課題内容
障害年金について述べた文章の続きを、最後の文の後から書いてください。

休職中の生活のために・障害年金

今回は障害年金についてお話しします。

年金というと、「高齢者になってから受給するもの」という

イメージが強いと思います。

それは、いくつか種類がある年金のうち、老齢年金と言われるものです。

実は年金にはそれ以外にも障害年金や遺族年金があります。

今回お話しする障害年金は、高齢者でなくとも、

現役世代でも受給することができるものです。

病気や怪我で生活や仕事に制限が生じている人が対象となります。

うつ病などの精神疾患も対象となります。

過去の初診日に遡って申請することも可能で、

現在就労しているか否かは関係ありません。

就労していても、障害のために制限があると認められれば

受給することができます。

国民年金または厚生年金加入時に初診日が含まれ、

一定期間以上症状が続いていれば、申請が可能です。

障害の程度に応じて1級~3級の等級に分かれており、

それに応じて年金額が変わってきます。

申請には医師の診断書(専用書式)や状況申立書などの書類が必要です。

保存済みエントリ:
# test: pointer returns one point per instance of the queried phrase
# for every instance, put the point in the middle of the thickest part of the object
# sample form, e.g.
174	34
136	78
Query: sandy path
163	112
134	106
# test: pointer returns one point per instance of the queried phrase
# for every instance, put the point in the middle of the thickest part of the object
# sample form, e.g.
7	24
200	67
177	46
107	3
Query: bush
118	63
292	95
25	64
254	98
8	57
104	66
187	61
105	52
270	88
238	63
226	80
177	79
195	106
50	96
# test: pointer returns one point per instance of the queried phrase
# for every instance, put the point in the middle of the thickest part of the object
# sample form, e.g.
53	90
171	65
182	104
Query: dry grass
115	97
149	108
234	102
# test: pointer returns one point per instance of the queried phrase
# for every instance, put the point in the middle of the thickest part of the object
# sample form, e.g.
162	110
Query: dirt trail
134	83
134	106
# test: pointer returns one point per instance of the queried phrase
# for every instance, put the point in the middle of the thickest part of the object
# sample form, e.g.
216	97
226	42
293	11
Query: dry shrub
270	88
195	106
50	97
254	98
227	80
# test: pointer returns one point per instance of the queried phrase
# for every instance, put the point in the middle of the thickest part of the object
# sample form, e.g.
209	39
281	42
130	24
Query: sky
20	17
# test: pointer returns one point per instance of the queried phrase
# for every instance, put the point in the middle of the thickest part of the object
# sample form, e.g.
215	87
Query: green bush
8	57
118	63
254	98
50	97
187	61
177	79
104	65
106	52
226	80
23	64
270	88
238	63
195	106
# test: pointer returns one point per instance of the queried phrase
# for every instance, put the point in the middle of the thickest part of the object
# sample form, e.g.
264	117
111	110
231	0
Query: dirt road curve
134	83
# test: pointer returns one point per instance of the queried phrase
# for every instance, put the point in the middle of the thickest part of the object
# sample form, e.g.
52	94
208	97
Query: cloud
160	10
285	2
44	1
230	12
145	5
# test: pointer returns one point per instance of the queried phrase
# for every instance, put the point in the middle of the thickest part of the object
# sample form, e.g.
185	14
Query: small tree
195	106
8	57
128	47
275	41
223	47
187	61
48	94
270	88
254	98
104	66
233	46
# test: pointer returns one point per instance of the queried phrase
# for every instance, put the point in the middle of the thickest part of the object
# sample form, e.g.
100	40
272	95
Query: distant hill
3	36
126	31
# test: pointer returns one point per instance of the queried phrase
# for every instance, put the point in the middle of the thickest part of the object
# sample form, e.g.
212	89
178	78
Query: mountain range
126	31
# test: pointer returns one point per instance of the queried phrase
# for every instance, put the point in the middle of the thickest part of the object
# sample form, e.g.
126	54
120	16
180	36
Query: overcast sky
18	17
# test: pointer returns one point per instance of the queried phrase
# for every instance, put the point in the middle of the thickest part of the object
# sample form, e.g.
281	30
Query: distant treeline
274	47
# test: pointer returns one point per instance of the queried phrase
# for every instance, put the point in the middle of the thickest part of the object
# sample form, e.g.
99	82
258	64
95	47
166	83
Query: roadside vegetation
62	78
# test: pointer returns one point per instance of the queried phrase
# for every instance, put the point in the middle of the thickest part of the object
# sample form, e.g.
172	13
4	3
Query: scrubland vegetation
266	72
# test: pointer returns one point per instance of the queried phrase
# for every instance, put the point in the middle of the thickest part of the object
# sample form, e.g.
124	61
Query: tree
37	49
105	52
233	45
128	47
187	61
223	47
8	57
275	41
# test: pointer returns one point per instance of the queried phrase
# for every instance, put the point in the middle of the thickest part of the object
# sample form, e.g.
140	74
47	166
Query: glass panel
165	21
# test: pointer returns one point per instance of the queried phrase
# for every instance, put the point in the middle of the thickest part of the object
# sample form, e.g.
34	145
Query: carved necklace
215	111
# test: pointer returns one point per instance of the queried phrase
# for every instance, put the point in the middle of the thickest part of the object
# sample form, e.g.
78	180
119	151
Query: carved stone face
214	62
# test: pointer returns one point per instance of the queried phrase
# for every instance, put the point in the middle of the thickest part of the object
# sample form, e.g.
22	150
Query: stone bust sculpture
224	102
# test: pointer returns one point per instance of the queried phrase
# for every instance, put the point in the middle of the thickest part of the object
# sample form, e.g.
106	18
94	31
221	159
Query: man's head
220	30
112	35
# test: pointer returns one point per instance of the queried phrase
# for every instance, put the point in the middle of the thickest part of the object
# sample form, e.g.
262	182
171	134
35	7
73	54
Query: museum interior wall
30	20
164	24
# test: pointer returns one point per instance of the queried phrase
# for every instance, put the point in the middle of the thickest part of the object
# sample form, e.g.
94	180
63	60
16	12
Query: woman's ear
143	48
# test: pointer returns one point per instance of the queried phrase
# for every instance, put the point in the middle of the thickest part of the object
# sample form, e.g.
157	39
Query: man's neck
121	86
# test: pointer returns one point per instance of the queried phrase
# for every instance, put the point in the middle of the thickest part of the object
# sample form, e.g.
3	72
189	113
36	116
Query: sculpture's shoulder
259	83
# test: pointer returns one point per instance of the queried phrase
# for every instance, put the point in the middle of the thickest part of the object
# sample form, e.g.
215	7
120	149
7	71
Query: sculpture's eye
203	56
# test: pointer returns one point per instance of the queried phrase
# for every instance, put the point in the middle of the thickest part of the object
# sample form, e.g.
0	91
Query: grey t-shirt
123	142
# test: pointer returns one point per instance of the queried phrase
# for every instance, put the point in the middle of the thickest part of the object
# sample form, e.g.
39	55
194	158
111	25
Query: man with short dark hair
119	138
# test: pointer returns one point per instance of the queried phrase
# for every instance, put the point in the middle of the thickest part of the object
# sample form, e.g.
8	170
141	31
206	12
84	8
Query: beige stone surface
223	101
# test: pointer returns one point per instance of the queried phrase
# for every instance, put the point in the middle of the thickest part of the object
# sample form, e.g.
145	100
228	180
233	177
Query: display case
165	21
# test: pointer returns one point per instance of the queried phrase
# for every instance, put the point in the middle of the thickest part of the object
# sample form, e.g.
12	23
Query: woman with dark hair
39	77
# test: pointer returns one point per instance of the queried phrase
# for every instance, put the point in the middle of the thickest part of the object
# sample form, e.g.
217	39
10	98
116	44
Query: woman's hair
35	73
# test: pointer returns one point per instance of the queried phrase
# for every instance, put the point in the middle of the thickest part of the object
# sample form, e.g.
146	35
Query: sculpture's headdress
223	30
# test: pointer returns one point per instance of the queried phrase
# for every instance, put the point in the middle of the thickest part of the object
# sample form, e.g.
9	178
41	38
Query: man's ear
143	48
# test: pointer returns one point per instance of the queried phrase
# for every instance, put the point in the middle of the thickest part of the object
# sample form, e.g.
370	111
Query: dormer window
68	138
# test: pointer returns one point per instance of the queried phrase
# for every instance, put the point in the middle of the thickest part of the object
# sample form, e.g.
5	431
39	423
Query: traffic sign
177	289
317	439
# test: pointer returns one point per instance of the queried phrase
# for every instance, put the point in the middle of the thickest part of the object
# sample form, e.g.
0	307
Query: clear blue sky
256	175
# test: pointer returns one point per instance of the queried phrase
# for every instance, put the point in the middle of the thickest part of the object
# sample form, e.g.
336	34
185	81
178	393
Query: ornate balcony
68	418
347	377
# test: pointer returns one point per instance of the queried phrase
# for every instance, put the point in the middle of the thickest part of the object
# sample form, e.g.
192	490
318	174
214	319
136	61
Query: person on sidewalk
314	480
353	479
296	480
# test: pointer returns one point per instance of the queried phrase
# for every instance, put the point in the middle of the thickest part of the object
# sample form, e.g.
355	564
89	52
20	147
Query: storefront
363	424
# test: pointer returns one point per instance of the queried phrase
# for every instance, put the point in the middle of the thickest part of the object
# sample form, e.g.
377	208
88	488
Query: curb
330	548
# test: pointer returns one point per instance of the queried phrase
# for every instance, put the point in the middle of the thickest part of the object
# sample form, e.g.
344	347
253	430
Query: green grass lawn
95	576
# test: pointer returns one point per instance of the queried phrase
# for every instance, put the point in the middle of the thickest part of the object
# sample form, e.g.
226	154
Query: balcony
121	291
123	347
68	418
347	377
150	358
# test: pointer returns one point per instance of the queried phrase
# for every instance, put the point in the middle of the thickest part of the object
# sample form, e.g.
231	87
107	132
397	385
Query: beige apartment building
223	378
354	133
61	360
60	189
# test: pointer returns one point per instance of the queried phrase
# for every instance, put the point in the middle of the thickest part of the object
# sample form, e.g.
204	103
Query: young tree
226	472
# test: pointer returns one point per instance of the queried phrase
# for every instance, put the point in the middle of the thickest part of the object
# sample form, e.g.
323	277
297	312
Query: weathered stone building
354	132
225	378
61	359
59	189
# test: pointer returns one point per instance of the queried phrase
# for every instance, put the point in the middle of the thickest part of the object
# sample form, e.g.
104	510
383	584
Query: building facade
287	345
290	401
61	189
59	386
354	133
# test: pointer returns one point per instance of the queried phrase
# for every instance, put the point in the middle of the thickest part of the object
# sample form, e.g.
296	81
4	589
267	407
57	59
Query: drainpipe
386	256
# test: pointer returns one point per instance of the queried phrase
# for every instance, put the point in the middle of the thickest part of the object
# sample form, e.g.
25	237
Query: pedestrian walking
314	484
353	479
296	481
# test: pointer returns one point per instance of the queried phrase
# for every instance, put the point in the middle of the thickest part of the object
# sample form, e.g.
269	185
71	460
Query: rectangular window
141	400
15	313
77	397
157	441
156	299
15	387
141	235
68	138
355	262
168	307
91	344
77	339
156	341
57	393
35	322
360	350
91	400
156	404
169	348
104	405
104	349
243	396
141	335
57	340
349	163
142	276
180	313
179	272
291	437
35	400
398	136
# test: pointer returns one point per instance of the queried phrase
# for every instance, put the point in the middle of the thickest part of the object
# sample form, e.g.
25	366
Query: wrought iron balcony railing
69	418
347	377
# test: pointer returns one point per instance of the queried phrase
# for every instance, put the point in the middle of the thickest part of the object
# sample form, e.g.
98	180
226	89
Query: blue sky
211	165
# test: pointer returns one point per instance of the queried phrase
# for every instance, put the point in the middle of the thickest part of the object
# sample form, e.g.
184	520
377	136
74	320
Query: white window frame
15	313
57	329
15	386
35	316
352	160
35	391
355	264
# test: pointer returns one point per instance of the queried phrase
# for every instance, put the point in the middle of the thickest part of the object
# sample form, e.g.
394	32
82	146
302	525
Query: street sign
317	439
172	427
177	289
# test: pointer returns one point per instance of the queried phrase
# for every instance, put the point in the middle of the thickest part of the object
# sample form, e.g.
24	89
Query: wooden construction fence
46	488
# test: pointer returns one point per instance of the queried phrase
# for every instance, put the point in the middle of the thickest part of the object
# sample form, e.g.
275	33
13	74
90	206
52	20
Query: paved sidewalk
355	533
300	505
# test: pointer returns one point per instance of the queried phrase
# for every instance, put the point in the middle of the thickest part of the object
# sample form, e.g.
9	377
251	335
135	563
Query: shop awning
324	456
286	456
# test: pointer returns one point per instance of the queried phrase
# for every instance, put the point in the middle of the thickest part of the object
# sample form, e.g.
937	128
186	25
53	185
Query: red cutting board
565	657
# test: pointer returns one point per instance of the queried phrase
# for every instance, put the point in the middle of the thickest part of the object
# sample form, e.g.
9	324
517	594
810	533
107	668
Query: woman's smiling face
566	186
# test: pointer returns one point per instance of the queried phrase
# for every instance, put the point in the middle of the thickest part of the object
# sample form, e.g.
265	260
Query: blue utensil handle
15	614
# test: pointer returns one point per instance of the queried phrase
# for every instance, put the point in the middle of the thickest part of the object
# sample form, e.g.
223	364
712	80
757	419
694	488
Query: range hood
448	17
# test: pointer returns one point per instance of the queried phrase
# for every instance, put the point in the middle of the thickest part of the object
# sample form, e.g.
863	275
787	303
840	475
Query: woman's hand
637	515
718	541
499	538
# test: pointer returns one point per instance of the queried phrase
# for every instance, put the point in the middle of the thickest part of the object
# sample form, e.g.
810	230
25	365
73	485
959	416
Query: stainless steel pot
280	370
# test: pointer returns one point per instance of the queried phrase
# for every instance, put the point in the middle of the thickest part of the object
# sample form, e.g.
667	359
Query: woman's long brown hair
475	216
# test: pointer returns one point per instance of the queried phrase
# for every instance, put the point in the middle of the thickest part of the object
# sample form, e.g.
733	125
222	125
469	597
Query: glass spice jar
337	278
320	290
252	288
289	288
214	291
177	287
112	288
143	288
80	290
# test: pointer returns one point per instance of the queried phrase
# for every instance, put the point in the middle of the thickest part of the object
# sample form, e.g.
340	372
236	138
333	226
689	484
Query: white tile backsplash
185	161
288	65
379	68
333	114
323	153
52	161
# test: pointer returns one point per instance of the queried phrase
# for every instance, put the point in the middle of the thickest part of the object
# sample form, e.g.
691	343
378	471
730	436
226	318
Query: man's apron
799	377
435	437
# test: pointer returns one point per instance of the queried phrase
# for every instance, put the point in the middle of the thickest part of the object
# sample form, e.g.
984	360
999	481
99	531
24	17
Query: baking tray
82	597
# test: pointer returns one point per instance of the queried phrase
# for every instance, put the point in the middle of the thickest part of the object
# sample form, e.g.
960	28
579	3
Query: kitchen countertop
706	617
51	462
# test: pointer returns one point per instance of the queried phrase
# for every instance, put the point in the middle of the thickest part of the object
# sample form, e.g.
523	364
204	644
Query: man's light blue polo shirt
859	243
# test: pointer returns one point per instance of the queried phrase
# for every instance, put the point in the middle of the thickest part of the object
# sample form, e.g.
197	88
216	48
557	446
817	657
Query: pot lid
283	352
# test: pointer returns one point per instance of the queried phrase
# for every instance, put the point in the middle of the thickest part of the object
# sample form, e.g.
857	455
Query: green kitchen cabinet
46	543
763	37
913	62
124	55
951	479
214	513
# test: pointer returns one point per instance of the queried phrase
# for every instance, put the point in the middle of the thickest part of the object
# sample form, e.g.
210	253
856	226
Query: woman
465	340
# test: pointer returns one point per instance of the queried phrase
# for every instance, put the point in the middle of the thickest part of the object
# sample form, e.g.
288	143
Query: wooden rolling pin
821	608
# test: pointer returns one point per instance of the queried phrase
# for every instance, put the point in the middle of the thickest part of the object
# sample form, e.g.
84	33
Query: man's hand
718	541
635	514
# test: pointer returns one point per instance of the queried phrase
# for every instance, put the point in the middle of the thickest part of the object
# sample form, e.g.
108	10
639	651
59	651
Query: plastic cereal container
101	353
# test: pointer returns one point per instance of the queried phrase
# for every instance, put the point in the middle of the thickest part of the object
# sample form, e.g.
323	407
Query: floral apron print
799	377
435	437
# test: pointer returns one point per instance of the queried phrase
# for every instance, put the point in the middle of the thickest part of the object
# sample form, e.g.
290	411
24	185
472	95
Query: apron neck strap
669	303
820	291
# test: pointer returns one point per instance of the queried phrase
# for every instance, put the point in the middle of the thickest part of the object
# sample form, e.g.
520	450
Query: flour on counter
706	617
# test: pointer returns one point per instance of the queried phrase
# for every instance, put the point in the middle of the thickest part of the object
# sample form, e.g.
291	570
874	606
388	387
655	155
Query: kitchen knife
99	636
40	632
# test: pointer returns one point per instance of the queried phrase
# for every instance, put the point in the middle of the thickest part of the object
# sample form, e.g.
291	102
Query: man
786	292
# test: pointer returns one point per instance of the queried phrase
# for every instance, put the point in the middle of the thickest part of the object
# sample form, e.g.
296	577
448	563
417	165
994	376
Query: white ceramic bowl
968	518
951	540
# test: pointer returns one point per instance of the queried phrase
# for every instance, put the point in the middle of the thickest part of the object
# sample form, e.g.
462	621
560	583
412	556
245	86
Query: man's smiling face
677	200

課題の出力
しかしこの申請書類が、かなりボリュームのあるものであり、

うつ病で気力が減退している人が独力ですべてを記入するのはかなり困難です。

そのため、社労士に代筆を依頼されるケースも多いようです。

報酬として10万円程度が必要となることが多いようですが、

受給できる年金額を考えると、依頼するのも一つの手だと思います。

(私は独力で記入しましたが、知り合いの社労士さんに添削を受けました)

認定の条件や書類の記入など、手続きには煩雑な点が多いので、

まずは日本年金機構のHPを参照したり、

最寄りの年金事務所で問い合わせられるとよいでしょう。

この文章が、困っておられる方のお役に立てば幸いです。

ご意見、ご感想などお待ちしております。

休職中の生活のために・失業保険

今回は失業保険についてお話しします。

うつ病などが長引いてしまうと、

休職期間を使い果たしてしまったり、療養に専念するために退職となることもあり得ます。

そのような場合に利用できるのが失業保険です。

基本的な部分はご存じの方が多いと思うので割愛し、

今回は意外と知られていない点についてご紹介します。

まず、前回お話しした傷病手当金との関係について述べます。

傷病手当金は退職後も休職開始から1年半までに限り受給することができますが、

失業保険と同時に受給することはできません。

傷病手当金は「病気や怪我で働けない」人が対象であるのに対し、

失業保険は「働けるのに仕事がない」人を対象にしているからです。

両方を受給することはこれらの原則に矛盾していることになってしまいます。

次に「受給期間の延長」についてです。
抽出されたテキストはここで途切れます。